## BEGIN Document section
Sberbank of Russia PAO, established in Moscow (Russia), represented by D. Rovetta, M. Campa, M. Pirovano, M. Moretto and V. Villante, lawyers,

applicant,

v

European Commission, represented by D. Triantafyllou and A. Nijenhuis, acting as Agents,

and

Single Resolution Board (SRB), represented by K.-P. Wojcik, H. Ehlers, J. Rius Riu and L. Forestier, acting as Agents, and by B. Meyring, S. Schelo and S. Ianc, lawyers,

defendants,

THE GENERAL COURT (Seventh Chamber),

composed of K. Kowalik-Bańczyk, President, E. Buttigieg (Rapporteur) and G. Hesse, Judges,

Registrar: V. Di Bucci,

having regard to the written part of the procedure, and in particular:

–        the application lodged at the Registry of the General Court on 20 August 2022,

–        the plea of inadmissibility raised by the Commission by separate document lodged at the Court Registry on 13 October 2022,

–        the defence, lodged by the SRB at the Court Registry on 25 November 2022,

–        the applicant’s observations on the plea of inadmissibility, lodged at the Court Registry on 23 December 2022,

–        the question put to the applicant by the Court pursuant to Article 89(3)(a) of its Rules of Procedure and the applicant’s answer to that question,

–        the application for leave to intervene made by the European Central Bank (ECB), lodged at the Court Registry on 25 November 2022,

makes the following

Order

1        By its action on the basis of Article 263 TFEU, the applicant, Sberbank of Russia PAO, seeks annulment (i) of Decision SRB/EES/2022/20 of the Single Resolution Board (SRB) of 1 March 2022 on the adoption of a resolution scheme in respect of Sberbank banka d.d. (‘the decision on the adoption of a resolution scheme’), (ii) of Valuation Reports 1 and 2 in relation to Sberbank banka d.d., drawn up by the SRB on 27 and 28 February 2022 respectively, and (iii) of Commission Decision (EU) 2022/947 of 1 March 2022 endorsing the resolution scheme for Sberbank banka d.d. (OJ 2022 L 164, p. 63; ‘the endorsement decision’).

 Background to the dispute

2        The applicant is the largest bank in the Russian Federation. It holds all (100%) of the shares in Sberbank Europe AG, which, at the material time, was a credit institution established in Austria.

3        Sberbank Europe had subsidiaries that were established in Member States of the European Union and in third States, including Sberbank banka d.d., a credit institution established in Slovenia (‘Sberbank Slovenia’). Sberbank Europe held 99.99% of the shares in Sberbank Slovenia.

4        Sberbank Europe and its subsidiaries, including Sberbank Slovenia, formed a group (‘the Sberbank Europe group’).

5        As a result of the geopolitical tensions between the Russian Federation and Ukraine, which culminated in the Russian invasion of Ukraine on 24 February 2022, Sberbank Slovenia’s liquidity situation deteriorated, owing, inter alia, to a wave of significant withdrawals of deposits.
## END Document section
• **Short problem**:
Answer these questions from the court order excerpt:
1. Who served as Registrar?
2. On what date was the application lodged at the Registry of the General Court?
3. What percentage of the shares in Sberbank Slovenia did Sberbank Europe hold?
The data that comes next is separate from the court order excerpt.
## BEGIN Data section
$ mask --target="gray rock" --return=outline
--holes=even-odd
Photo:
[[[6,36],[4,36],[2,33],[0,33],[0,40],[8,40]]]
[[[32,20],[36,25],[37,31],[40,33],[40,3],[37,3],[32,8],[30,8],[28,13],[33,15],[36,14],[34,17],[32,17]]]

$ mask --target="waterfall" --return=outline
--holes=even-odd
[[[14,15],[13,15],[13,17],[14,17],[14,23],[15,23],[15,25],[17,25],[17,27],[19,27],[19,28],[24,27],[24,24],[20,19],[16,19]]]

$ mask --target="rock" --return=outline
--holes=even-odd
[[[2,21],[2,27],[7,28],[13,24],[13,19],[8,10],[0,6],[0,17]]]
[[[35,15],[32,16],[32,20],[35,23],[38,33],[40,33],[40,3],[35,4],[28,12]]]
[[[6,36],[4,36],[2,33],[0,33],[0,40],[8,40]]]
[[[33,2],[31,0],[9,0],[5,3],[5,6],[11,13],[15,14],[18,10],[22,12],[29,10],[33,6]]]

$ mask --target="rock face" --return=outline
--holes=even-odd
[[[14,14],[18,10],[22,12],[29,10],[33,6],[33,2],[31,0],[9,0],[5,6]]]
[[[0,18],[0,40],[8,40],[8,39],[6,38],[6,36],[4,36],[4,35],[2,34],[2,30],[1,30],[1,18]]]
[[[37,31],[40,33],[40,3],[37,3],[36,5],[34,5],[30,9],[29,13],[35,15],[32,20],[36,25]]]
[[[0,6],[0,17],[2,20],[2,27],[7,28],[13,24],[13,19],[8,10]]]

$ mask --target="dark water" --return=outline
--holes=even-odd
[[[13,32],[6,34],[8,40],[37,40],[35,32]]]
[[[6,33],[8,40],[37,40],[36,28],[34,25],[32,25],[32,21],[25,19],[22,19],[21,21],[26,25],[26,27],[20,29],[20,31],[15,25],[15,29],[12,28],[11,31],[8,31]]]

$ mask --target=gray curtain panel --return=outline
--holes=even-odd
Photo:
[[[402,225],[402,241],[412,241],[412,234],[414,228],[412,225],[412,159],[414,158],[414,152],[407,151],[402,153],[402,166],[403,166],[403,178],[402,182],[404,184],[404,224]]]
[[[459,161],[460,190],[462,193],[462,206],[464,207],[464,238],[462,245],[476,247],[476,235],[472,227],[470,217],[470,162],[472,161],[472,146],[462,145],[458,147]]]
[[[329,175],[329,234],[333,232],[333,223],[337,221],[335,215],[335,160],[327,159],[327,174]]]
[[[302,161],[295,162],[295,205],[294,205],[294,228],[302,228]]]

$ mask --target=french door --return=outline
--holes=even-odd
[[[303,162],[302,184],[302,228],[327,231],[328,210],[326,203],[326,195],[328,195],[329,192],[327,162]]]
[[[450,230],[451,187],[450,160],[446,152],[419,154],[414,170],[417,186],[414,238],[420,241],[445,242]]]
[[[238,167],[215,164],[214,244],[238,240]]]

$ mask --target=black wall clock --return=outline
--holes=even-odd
## END Data section
• **Result**:
1. V. Di Bucci
2. 20 August 2022
3. 99.99%